[Dataset records — start]
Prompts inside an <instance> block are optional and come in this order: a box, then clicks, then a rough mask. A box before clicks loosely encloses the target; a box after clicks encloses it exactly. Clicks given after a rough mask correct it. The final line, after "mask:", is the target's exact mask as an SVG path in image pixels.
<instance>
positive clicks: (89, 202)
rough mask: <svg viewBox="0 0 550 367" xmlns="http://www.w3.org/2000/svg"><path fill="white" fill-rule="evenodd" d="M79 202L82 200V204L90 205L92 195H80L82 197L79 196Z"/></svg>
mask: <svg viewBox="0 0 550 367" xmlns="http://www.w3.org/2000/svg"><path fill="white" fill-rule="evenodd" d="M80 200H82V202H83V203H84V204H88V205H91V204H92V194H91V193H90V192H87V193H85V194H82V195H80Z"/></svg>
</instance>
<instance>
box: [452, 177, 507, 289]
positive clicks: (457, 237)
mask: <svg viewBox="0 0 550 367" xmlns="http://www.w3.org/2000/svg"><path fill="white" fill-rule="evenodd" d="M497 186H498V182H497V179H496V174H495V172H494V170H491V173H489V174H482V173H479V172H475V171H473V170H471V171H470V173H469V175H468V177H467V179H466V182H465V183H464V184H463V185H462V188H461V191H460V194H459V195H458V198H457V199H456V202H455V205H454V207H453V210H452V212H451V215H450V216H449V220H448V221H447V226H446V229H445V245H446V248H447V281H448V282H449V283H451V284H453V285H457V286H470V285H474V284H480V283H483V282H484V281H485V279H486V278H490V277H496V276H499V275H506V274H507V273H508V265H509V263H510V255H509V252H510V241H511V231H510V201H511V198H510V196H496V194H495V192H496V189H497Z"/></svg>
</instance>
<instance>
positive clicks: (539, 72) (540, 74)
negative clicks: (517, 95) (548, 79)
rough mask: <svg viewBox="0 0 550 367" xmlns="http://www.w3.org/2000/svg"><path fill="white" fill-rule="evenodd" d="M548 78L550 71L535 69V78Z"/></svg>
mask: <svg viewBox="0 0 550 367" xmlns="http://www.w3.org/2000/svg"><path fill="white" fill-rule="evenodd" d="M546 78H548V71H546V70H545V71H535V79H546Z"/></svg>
[Dataset records — finish]
#### Aim of the task:
Copy out each entry above with no deviation.

#### Response:
Prompts inside an <instance> block are optional and come in this order: a box, then clicks, then a rough mask. A box before clicks loosely encloses the target; a box after clicks encloses it exactly. Clicks given after a rough mask correct it. The final line, after "mask:", is the target's exact mask as an SVG path in image pixels.
<instance>
positive clicks: (89, 202)
rough mask: <svg viewBox="0 0 550 367" xmlns="http://www.w3.org/2000/svg"><path fill="white" fill-rule="evenodd" d="M79 202L82 200V204L90 205L92 195H80L82 197L79 196Z"/></svg>
mask: <svg viewBox="0 0 550 367" xmlns="http://www.w3.org/2000/svg"><path fill="white" fill-rule="evenodd" d="M80 200H82V202H83V203H84V204H88V205H91V204H92V194H91V193H90V192H87V193H85V194H82V195H80Z"/></svg>
</instance>
<instance>
box: [452, 177, 507, 289]
positive clicks: (457, 237)
mask: <svg viewBox="0 0 550 367" xmlns="http://www.w3.org/2000/svg"><path fill="white" fill-rule="evenodd" d="M497 186H498V182H497V179H496V174H495V172H494V170H491V173H489V174H482V173H479V172H475V171H473V170H471V171H470V173H469V175H468V177H467V179H466V182H465V183H464V184H463V185H462V188H461V191H460V194H459V195H458V198H457V199H456V202H455V205H454V207H453V210H452V212H451V215H450V216H449V220H448V221H447V226H446V229H445V245H446V248H447V281H448V282H449V283H451V284H453V285H457V286H470V285H474V284H480V283H483V282H484V281H485V279H486V278H490V277H496V276H499V275H506V274H507V273H508V265H509V263H510V255H509V252H510V241H511V231H510V201H511V198H510V196H496V194H495V192H496V189H497Z"/></svg>
</instance>
<instance>
positive clicks: (539, 72) (540, 74)
negative clicks: (517, 95) (548, 79)
rough mask: <svg viewBox="0 0 550 367" xmlns="http://www.w3.org/2000/svg"><path fill="white" fill-rule="evenodd" d="M548 78L550 71L535 69V78Z"/></svg>
mask: <svg viewBox="0 0 550 367" xmlns="http://www.w3.org/2000/svg"><path fill="white" fill-rule="evenodd" d="M546 78H548V71H546V70H545V71H535V79H546Z"/></svg>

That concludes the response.